Select each line of the following listing that contains the word "below", and copy those lines.

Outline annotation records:
* * *

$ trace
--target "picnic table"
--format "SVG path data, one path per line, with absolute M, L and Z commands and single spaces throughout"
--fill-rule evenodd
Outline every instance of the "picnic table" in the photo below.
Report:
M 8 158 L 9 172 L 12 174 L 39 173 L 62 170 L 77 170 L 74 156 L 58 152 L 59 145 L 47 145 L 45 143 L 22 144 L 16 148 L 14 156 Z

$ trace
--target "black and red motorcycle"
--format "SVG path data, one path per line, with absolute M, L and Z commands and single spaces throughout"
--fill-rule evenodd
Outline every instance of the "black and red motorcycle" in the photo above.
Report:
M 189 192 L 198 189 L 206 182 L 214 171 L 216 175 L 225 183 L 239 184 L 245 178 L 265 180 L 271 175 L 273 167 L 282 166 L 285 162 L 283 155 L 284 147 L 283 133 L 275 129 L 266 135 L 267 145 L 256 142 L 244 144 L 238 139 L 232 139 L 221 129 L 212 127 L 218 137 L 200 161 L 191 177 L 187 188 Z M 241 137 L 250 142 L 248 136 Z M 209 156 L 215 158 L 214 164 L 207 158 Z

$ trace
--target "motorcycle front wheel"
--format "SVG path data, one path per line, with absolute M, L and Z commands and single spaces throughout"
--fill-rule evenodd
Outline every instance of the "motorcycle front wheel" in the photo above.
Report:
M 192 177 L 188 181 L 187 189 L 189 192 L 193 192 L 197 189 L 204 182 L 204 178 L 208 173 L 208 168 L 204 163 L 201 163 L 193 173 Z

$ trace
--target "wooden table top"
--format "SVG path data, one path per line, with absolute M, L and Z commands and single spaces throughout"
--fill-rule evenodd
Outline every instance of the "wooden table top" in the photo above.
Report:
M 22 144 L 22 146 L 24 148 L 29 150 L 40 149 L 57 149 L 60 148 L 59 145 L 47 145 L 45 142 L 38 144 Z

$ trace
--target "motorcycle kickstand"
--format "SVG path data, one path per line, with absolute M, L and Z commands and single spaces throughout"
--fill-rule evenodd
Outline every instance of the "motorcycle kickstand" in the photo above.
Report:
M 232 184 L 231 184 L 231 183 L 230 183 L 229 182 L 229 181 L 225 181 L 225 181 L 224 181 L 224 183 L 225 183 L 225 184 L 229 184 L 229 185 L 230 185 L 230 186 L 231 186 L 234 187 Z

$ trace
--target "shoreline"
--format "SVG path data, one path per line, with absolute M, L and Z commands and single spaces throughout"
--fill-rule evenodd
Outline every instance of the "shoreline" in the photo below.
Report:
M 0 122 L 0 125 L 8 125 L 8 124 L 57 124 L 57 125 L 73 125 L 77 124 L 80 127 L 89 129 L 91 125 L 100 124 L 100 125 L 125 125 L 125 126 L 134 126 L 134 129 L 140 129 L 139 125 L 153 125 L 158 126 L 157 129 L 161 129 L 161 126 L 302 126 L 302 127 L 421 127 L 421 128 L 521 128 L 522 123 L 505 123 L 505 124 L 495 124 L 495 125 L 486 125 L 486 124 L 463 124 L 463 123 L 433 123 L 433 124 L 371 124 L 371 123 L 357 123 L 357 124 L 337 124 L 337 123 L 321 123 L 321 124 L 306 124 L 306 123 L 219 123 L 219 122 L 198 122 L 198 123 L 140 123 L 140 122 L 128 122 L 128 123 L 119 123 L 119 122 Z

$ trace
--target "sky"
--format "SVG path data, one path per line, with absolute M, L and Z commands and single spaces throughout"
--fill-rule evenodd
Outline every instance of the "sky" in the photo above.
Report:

* * *

■ THE REPLY:
Outline every instance of the "picnic table" in the photo below.
Outline every instance of the "shoreline" in the photo below.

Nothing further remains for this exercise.